- Brief
Reproduce the listing below word for word, from its opening line through the line that contains "point(118, 267)", including both of those lines.

(Entries for pointing at named objects)
-------

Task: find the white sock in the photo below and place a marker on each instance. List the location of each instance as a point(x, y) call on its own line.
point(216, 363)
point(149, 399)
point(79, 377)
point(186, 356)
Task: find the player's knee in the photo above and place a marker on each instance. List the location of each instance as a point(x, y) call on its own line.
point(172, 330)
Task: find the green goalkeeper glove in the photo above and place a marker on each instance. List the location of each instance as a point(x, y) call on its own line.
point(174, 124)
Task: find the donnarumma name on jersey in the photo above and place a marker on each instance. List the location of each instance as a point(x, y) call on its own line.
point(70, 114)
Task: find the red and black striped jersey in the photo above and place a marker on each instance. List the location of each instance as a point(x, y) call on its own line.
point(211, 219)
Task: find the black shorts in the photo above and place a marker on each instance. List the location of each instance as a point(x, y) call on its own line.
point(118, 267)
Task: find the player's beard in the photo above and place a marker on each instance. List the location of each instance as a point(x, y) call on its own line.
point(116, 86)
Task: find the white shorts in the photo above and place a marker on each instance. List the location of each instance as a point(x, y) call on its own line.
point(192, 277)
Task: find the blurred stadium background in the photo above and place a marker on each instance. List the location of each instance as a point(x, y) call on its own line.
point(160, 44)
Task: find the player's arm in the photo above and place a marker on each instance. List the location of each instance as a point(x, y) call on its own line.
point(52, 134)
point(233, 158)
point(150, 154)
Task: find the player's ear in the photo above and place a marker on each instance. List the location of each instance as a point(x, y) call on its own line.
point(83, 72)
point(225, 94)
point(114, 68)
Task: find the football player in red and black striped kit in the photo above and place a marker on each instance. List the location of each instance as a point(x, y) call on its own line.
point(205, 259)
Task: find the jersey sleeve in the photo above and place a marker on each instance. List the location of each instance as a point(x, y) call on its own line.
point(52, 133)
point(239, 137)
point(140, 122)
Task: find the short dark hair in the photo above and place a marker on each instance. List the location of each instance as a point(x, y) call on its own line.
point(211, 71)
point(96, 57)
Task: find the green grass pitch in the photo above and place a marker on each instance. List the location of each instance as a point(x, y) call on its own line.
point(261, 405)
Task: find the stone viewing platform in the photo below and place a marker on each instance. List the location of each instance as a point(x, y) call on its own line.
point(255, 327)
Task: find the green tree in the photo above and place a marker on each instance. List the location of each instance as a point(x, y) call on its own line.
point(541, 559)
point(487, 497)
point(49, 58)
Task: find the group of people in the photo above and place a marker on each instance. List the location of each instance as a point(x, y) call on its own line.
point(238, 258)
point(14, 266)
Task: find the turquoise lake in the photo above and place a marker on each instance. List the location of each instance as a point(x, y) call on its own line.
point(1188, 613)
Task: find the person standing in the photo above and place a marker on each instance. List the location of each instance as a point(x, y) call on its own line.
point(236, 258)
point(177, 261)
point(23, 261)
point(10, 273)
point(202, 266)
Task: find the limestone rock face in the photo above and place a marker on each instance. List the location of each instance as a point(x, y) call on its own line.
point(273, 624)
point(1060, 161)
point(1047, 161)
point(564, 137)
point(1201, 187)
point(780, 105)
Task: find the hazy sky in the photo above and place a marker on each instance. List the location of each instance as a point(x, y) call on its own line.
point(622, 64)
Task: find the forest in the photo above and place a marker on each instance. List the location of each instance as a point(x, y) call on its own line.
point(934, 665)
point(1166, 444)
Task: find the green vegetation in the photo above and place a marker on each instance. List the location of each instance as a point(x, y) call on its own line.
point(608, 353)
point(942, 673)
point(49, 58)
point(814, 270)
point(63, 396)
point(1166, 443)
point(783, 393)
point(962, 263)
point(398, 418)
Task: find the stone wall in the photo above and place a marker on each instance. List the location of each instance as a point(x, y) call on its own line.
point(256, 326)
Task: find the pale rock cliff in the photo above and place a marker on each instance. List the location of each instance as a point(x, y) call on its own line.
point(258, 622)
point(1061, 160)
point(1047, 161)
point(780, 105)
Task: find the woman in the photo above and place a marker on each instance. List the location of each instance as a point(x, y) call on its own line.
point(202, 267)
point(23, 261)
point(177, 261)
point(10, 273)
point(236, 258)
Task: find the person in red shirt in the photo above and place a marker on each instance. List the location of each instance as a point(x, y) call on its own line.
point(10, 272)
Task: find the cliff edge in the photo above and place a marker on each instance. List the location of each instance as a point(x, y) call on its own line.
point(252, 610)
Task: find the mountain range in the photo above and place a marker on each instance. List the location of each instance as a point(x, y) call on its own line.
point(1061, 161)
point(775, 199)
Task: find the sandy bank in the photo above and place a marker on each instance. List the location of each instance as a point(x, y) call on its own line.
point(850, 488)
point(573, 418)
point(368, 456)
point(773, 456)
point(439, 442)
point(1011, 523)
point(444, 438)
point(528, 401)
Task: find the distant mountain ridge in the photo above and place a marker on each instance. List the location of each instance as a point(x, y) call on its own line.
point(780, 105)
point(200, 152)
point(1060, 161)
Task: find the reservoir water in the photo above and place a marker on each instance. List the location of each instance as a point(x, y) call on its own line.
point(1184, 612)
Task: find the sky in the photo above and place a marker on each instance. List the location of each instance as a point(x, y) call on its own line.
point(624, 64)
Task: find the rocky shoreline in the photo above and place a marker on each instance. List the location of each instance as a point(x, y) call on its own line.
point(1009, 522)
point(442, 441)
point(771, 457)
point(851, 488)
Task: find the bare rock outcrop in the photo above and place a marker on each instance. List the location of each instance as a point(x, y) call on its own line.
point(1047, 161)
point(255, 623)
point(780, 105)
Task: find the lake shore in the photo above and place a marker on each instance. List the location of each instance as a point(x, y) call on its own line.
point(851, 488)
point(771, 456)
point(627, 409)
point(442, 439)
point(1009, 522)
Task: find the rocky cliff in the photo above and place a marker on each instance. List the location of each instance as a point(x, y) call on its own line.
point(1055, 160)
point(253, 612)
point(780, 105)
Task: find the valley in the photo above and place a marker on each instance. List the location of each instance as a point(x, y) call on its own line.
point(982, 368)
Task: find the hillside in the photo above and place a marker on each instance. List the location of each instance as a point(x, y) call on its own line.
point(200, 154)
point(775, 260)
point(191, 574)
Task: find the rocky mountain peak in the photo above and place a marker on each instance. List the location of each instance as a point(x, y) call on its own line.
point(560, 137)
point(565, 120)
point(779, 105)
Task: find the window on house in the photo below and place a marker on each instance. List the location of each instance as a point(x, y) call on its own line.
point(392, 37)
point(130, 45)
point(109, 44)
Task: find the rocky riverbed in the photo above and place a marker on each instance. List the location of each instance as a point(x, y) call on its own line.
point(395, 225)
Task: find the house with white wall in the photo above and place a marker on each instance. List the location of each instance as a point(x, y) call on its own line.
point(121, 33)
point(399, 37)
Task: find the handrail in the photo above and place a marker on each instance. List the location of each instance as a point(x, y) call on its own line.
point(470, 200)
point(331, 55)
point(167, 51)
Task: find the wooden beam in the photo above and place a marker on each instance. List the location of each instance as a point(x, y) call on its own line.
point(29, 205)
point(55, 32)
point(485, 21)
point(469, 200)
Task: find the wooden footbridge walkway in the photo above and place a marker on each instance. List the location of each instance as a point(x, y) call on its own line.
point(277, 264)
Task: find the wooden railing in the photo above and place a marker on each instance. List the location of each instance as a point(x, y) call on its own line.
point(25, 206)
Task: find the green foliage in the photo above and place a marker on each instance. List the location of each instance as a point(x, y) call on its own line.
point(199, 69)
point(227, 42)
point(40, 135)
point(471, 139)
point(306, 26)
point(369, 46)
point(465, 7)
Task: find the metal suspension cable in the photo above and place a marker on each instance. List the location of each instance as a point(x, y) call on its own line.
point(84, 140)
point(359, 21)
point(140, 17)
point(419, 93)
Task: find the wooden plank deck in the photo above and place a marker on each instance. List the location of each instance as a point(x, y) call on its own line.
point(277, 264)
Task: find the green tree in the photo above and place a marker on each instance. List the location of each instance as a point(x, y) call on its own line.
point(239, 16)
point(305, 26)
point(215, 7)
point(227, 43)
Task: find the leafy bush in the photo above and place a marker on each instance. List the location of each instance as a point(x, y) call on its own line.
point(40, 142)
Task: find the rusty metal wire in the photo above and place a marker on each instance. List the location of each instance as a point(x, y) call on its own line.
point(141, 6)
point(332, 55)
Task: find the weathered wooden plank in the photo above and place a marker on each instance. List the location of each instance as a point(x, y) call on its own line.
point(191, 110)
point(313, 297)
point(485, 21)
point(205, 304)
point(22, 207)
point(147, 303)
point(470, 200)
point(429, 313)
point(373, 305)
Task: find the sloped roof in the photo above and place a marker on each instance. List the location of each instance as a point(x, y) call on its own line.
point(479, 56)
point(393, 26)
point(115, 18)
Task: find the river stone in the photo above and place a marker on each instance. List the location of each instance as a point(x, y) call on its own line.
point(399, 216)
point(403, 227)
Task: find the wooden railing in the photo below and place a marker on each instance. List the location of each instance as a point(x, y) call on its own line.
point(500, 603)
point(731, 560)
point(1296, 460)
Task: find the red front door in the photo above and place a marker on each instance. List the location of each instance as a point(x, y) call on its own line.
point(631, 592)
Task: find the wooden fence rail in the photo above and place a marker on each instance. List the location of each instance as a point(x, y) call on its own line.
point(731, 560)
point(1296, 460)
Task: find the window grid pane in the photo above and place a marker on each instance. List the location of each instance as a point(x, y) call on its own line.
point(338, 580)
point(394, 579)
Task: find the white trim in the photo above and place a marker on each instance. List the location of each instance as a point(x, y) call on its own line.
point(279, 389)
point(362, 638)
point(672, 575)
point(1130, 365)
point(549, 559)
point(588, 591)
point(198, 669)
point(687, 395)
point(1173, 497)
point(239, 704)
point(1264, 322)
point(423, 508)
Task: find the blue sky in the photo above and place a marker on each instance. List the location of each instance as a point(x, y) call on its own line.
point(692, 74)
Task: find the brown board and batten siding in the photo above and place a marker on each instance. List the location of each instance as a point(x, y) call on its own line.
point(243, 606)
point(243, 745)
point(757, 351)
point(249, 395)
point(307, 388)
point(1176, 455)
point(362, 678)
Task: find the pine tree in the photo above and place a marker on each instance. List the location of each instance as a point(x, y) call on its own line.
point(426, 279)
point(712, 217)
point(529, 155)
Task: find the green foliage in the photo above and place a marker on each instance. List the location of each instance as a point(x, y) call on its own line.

-------

- Answer in full
Task: find the white sock in the photo below and place a marker on each instance. List the location of each instance as a point(x, y) call on its own line.
point(216, 363)
point(149, 399)
point(79, 377)
point(186, 356)
Task: find the player's knee in the photo above and place a marker on each instance. List the location of each instance as a point(x, y) call on its own line.
point(172, 330)
Task: find the green goalkeeper glove in the photo above and place a marker on each instance. List the location of each instance as a point(x, y) call on its own line.
point(174, 124)
Task: find the donnarumma name on jersey in the photo above and place a marker on each instance. List the location of each instance as a point(x, y) call on its own line.
point(70, 114)
Task: find the red and black striped jersey in the photo above and place a marker on each instance. List the location of each instance as a point(x, y) call on its own line.
point(211, 219)
Task: find the black shorts in the photo above and place a marker on each instance. List the location of each instance as a point(x, y) call on its own line.
point(118, 267)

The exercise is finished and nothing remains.